# THE PROBLEM
Print the lines of the records from the line that contains "An <instance> block" through the line that contains "box: [0, 241, 214, 400]", reproducing them without alteration and including both of those lines.

# SUPPLIED INFORMATION
((
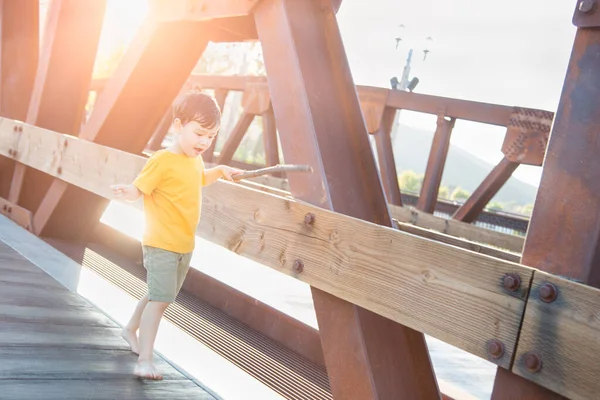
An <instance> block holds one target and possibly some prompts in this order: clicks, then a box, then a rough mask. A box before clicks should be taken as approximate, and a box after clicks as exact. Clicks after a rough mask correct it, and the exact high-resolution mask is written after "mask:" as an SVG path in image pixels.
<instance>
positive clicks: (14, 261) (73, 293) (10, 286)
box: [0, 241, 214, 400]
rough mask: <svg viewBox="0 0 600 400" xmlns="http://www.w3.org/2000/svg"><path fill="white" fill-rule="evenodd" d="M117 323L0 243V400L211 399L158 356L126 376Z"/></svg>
))
((
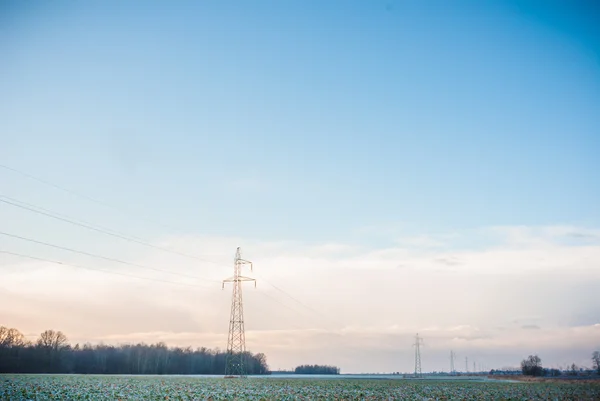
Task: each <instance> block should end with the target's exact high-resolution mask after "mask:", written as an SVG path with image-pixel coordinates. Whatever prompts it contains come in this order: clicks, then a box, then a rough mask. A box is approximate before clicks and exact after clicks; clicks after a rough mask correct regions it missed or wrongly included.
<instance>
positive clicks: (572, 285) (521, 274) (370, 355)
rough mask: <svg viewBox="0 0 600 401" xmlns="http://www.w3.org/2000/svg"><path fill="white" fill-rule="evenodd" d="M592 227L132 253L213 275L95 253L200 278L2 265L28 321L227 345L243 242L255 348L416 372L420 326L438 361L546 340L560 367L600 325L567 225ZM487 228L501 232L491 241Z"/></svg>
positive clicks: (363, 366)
))
# ANSWER TO THIS TASK
An <instance> block holds one target and possibly some prompts in this order: clicks, then a box, then a rough mask. A box before clicks should be taken as approximate, and a box after clicks as exact. Clicks after a rough mask correct it, and the exact high-resolution mask is written after "mask:" as an SVG path in image pixels.
<instance>
positive clicks: (14, 261) (73, 293) (10, 286)
box: [0, 241, 214, 400]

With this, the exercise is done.